Provided text:
In a case addressing the treatment of alleged bogus purchases, the Income Tax Appellate Tribunal (ITAT), Mumbai Bench, has partly allowed an appeal filed by assessee Vinesh Arvindkumar Shah. The Tribunal directed the Assessing Officer (AO) to recompute the assessee’s income by adding only the estimated profit embedded in the bogus purchases, rather than the entire value of such purchases.

The case pertained to the Assessment Year 2011-12. The assessee, engaged in the ferrous metal business, came under scrutiny based on information received from the Sales Tax Department. This information indicated that the assessee had shown purchases amounting to Rs. 19,43,378/- from various parties that were allegedly not conducting genuine business but were merely providing accommodation bills (fake invoices without actual supply of goods).

Directives:
• 1. According to the text on the tribunal case, what business was the assessee engaged in?
• 2. Find each line in the entries that contains the string "tail" and copy those lines out in full.

Data shown:

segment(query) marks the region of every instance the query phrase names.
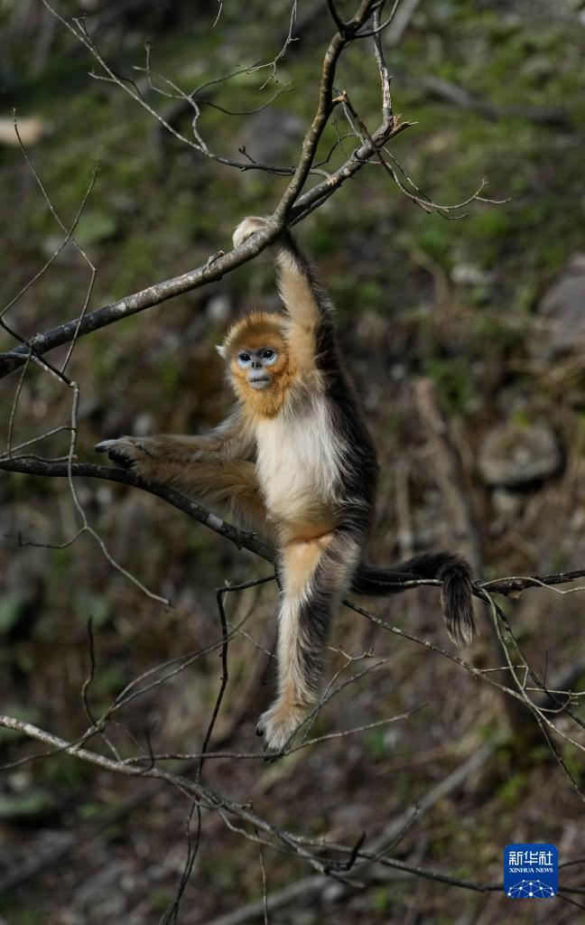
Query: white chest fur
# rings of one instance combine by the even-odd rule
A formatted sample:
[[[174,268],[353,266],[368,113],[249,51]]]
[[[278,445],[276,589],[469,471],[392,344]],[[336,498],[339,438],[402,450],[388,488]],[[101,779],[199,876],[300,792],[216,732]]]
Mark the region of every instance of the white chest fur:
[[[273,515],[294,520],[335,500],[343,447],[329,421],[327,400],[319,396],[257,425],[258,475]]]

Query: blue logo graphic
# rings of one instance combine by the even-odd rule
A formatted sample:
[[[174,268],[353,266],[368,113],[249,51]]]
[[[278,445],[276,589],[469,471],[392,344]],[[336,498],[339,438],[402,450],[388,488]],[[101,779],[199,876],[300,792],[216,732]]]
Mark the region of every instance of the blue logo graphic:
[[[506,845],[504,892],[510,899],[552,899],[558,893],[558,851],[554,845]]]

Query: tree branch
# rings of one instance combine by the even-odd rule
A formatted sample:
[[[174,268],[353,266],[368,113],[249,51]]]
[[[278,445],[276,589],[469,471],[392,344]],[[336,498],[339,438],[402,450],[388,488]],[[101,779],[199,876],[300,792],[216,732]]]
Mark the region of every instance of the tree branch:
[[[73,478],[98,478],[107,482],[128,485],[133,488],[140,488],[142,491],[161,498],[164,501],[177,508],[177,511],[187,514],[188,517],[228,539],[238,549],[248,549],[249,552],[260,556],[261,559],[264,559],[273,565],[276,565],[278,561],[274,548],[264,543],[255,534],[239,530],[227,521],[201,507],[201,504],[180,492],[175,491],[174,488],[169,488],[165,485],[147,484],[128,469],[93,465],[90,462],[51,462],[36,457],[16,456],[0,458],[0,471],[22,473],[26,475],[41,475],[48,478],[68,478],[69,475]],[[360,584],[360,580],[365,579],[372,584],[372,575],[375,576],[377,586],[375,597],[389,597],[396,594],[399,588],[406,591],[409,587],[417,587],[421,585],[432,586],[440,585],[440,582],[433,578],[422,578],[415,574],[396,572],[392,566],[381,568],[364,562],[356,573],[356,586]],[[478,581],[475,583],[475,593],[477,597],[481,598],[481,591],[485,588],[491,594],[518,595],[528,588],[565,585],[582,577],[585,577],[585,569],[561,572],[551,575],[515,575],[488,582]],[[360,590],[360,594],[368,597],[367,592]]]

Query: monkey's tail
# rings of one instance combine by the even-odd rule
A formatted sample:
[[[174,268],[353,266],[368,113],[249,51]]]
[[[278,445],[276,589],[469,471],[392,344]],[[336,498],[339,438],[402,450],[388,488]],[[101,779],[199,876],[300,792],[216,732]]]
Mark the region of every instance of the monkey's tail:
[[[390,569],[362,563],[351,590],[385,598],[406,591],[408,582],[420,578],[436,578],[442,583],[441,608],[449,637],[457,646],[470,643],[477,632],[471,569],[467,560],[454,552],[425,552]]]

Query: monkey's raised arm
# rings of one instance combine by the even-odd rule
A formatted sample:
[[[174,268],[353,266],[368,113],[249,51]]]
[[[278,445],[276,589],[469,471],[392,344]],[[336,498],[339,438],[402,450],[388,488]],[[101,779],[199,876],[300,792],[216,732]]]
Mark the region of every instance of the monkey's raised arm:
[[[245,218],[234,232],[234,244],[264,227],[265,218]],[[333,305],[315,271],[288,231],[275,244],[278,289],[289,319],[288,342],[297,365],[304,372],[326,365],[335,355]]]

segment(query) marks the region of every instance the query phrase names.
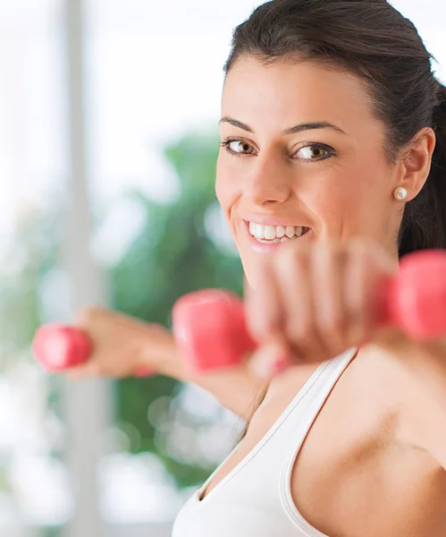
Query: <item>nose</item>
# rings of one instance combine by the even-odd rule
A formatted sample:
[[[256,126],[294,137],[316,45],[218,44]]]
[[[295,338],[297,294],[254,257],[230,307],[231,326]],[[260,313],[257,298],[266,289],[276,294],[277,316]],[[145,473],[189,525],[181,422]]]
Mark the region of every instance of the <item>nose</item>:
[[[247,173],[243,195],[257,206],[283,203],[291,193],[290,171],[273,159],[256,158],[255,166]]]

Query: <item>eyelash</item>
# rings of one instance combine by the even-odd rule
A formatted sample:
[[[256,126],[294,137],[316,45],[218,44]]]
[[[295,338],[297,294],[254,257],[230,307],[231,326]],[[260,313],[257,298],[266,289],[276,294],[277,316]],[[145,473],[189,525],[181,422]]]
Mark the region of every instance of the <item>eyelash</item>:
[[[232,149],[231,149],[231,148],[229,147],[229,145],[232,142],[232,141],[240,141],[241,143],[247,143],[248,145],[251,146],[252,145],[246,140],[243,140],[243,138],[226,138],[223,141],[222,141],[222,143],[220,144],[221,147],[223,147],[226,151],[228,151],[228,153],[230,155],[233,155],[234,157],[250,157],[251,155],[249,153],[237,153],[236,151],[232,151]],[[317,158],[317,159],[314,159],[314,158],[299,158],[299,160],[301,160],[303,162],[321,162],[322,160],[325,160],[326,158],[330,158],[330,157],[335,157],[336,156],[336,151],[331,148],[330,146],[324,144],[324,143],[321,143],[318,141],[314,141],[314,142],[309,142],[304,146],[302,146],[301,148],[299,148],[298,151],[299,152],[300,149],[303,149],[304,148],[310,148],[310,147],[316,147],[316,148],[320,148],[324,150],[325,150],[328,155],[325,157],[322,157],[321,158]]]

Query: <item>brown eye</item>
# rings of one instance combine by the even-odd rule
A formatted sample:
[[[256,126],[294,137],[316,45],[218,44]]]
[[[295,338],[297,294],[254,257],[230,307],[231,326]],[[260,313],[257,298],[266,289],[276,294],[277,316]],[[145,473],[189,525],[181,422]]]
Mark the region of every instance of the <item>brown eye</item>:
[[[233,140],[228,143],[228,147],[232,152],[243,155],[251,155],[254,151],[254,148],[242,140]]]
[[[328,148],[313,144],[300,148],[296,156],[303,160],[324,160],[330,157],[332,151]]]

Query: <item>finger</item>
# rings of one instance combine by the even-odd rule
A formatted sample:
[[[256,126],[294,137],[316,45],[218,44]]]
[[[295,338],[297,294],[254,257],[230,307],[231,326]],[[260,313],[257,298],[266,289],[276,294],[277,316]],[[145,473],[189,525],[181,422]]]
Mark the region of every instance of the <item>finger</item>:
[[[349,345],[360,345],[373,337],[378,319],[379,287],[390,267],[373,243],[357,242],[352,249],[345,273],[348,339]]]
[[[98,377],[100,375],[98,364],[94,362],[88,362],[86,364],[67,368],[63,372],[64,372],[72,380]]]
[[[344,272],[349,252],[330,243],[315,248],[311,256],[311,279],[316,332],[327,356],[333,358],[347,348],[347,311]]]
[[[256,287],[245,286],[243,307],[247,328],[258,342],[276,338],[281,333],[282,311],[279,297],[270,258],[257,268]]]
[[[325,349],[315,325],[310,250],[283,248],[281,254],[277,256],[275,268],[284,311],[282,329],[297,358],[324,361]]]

* * *

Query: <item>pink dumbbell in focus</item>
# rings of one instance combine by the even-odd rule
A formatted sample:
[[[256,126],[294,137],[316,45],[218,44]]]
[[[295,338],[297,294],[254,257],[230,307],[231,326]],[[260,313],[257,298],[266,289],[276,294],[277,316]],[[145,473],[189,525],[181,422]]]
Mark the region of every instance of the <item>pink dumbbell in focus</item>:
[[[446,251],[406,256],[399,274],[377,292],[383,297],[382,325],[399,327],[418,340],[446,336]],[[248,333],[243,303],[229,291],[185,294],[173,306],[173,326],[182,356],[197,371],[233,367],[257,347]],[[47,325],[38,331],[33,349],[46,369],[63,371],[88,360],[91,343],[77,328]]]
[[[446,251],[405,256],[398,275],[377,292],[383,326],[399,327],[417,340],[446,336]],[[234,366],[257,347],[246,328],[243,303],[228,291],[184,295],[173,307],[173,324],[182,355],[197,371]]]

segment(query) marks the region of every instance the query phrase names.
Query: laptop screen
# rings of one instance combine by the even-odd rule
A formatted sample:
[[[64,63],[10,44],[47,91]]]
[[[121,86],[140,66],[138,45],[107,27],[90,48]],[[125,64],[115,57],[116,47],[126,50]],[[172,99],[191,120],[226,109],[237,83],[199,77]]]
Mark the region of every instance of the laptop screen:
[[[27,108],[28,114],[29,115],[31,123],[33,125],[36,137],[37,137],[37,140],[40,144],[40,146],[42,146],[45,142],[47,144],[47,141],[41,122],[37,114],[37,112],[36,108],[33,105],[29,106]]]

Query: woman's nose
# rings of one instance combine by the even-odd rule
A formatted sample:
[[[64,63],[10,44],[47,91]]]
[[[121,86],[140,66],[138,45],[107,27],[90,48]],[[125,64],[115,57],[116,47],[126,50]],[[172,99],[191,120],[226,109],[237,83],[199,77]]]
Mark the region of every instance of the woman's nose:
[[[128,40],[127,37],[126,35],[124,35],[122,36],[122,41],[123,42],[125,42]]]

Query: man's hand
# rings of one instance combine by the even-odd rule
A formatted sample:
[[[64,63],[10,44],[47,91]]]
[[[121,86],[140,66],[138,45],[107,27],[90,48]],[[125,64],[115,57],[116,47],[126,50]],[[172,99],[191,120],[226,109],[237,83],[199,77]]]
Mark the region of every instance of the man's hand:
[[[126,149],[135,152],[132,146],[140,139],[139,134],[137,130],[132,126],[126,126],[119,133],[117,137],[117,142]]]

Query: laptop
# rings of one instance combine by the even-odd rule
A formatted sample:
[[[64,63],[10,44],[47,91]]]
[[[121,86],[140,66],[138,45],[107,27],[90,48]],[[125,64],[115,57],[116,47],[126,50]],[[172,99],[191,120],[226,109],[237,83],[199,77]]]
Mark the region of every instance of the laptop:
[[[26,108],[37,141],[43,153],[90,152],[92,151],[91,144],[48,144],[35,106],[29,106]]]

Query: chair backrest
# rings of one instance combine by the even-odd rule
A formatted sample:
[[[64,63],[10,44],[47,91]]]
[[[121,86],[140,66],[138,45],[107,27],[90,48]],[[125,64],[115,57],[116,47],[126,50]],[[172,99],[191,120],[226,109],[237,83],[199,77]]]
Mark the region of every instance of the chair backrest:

Solutions in order:
• 1. The ferrous metal business.

• 2.
Query: monkey's tail
Mark the region of every instance of the monkey's tail:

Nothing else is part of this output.